▶ _Questions_
• 1. In the passage on how the act applies to state and local governments, retype the part that begins with the words containing "Application to State" and ends with "February 1, 1967.".
• 2. Answer from the passage on how the act applies to state and local governments:
(a) On what date did the Fair Labor Standards Amendments of 1966 take effect?
(b) Which amendments extended the provisions to virtually all remaining state and local government employees?
(c) On what date did the Supreme Court rule in National League of Cities v. Usery?

▶ _Supplied passage_
Application to State and Local Governments
This document details the specifics of the act: what the act requires, who is covered, who is not covered, hours worked and compensation, overtime pay, record keeping, and penalties. It should become a well-used resource in your municipal government library.
When passed in 1938, the act did not apply to local governments. It specifically covered “employees engaged in interstate commerce, employees engaged in the production of goods for commerce, and employees in an enterprise engaged in commerce or in the production of goods for commerce” (private sector employees). State and local government employees first became subject to the minimum wage and overtime pay provisions of the Fair Labor Standards Amendments of 1966, which became effective February 1, 1967.
The 1966 amendments specifically extended coverage to state and local government employees engaged in the operation of hospitals, residential care facilities, schools and mass transit systems. The Education Amendments of 1972 extended the provisions to virtually all remaining state and local government employees who were not covered as a result of the 1966 amendments.
On June 24, 1976, the Supreme Court ruled in National League of Cities v. Usery (NLOC), 426 U.S. 833 (1976), that, under the 11th Amendment, “the minimum wage and overtime pay provisions of the FLSA were not constitutionally applicable to the integral operations of the states and their political subdivisions in areas of ‘traditional governmental functions’.” The court specifically found that such functions included, among others, schools and hospitals, fire prevention, police protection, sanitation, public health, and parks and recreation. The court’s decision did not affect application of the minimum wage and overtime pay provisions to state and local government employees engaged in activities that were not traditional functions of government or of the other substantive provisions of FLSA (the child labor and the equal pay provisions).

▶ _Listed records_
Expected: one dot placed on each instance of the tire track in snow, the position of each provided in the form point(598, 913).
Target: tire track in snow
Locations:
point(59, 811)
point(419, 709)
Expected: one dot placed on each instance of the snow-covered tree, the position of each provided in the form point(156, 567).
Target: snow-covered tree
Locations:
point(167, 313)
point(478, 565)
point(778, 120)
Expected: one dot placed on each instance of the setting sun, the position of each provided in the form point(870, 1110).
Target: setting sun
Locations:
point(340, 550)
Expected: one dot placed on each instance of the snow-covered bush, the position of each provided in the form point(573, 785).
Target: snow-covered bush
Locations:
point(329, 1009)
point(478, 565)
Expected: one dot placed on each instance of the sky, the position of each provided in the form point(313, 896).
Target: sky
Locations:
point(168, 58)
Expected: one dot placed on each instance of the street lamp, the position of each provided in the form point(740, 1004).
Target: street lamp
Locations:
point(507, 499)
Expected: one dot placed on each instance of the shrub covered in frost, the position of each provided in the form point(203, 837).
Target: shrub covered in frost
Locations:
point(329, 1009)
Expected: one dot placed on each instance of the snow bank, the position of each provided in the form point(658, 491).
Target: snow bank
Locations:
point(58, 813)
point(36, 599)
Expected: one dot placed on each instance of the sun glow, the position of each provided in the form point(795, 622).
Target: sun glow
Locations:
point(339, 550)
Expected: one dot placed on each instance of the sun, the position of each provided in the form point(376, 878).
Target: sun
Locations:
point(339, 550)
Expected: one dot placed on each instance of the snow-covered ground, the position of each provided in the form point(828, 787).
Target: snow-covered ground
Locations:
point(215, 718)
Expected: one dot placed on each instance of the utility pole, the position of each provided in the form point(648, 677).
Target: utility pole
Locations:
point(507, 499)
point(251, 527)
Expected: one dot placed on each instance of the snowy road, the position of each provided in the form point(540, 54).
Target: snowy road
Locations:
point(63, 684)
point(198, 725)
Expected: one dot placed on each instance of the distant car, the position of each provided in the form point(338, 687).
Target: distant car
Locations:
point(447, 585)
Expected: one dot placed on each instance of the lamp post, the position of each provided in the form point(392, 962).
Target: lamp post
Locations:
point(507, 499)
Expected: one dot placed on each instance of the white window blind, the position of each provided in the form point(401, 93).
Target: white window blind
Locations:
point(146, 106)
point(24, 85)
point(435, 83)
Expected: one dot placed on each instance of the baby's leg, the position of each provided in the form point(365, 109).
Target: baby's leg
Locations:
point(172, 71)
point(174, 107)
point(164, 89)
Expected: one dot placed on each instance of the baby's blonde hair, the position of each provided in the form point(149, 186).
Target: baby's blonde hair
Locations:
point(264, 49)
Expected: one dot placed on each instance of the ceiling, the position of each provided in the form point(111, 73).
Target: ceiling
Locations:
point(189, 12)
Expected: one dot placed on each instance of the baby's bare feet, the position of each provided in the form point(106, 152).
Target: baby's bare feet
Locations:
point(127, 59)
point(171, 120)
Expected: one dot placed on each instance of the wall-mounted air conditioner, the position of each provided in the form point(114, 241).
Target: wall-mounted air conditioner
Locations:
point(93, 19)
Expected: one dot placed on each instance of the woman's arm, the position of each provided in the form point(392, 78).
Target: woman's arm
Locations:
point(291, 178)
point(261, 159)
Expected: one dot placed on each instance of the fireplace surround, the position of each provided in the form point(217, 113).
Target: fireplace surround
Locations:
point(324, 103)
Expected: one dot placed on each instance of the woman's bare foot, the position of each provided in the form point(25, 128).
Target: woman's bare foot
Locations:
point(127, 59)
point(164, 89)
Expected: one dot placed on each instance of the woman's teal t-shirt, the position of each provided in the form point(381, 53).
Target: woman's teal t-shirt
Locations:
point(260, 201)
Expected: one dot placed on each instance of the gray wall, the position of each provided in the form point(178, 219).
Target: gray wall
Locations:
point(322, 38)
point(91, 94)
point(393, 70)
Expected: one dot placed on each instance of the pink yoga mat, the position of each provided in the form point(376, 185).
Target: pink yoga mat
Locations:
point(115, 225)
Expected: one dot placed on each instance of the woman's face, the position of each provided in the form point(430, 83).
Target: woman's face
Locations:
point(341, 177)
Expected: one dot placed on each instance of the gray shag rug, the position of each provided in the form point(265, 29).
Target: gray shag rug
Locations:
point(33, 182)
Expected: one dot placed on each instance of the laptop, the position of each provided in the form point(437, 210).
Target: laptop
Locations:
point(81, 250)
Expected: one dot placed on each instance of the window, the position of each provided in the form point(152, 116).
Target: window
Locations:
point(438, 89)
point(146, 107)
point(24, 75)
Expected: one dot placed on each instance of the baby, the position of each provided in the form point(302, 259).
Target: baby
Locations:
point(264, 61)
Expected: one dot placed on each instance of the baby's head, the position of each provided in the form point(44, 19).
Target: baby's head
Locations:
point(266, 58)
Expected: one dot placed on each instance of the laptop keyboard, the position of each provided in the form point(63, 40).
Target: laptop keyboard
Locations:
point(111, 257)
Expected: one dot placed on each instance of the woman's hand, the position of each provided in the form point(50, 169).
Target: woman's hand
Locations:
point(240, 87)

▶ _Results for the exercise_
• 1.
Application to State and Local Governments
This document details the specifics of the act: what the act requires, who is covered, who is not covered, hours worked and compensation, overtime pay, record keeping, and penalties. It should become a well-used resource in your municipal government library.
When passed in 1938, the act did not apply to local governments. It specifically covered “employees engaged in interstate commerce, employees engaged in the production of goods for commerce, and employees in an enterprise engaged in commerce or in the production of goods for commerce” (private sector employees). State and local government employees first became subject to the minimum wage and overtime pay provisions of the Fair Labor Standards Amendments of 1966, which became effective February 1, 1967.

• 2.
(a) February 1, 1967
(b) The Education Amendments of 1972
(c) June 24, 1976